*Task details*: Extract every line of the material that holds the string "below".

── Data under study

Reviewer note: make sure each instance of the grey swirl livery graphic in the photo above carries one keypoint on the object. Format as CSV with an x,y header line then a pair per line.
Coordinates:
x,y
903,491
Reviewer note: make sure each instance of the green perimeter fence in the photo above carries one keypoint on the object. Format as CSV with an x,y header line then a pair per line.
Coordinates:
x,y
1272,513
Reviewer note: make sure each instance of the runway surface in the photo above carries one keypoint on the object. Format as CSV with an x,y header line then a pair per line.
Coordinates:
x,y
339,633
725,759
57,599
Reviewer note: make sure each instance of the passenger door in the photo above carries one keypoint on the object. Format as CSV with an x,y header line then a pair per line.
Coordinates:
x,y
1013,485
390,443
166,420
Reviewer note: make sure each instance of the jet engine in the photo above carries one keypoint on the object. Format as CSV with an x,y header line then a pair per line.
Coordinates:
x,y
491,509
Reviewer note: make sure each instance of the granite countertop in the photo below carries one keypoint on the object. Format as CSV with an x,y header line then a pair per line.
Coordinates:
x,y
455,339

────
── Data under study

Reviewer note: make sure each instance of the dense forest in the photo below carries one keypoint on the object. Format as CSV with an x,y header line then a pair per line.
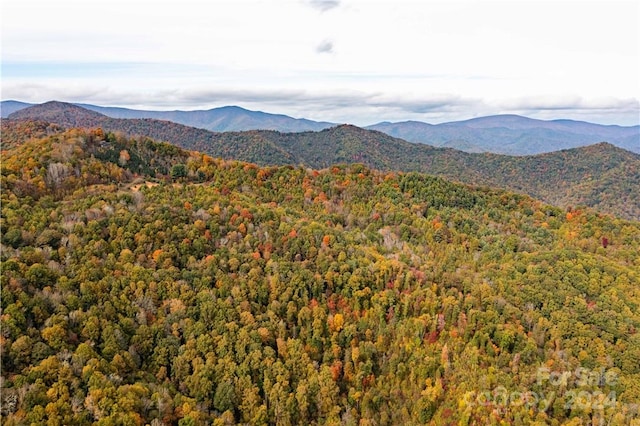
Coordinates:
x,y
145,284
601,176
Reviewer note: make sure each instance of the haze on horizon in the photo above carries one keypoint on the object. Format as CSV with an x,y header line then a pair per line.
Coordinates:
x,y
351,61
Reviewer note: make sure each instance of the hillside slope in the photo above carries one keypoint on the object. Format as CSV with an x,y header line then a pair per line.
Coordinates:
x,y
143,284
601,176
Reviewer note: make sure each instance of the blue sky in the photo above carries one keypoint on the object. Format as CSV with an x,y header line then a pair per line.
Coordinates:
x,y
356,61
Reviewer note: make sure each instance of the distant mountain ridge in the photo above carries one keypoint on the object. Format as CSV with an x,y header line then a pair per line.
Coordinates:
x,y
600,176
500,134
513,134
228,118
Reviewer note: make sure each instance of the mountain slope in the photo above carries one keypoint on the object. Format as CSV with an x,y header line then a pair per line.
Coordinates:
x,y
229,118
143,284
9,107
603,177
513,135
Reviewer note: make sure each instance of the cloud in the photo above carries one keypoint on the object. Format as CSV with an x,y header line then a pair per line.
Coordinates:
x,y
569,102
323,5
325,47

────
── Data under study

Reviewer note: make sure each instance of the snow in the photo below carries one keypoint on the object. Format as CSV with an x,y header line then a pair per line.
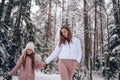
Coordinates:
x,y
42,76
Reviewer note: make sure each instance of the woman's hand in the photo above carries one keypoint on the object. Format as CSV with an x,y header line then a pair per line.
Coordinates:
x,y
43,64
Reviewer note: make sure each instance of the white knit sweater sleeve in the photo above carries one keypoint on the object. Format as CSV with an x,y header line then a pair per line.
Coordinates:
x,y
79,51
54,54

────

*Written response*:
Reviewer note: make sure each instance of the granite countertop in the photo below carries one keypoint on the object. Format as CSV with an x,y header line then a pair per line.
Reviewer note: make sure each instance of the dense forest in the photo below carries one keypoint on the object. Format as CSV with an x,y header line then a pair per line.
Reviewer note: make sure each instance of the snow in the photo below carries one keypoint on the object. Format as CSV with an x,y header line then a pair per line.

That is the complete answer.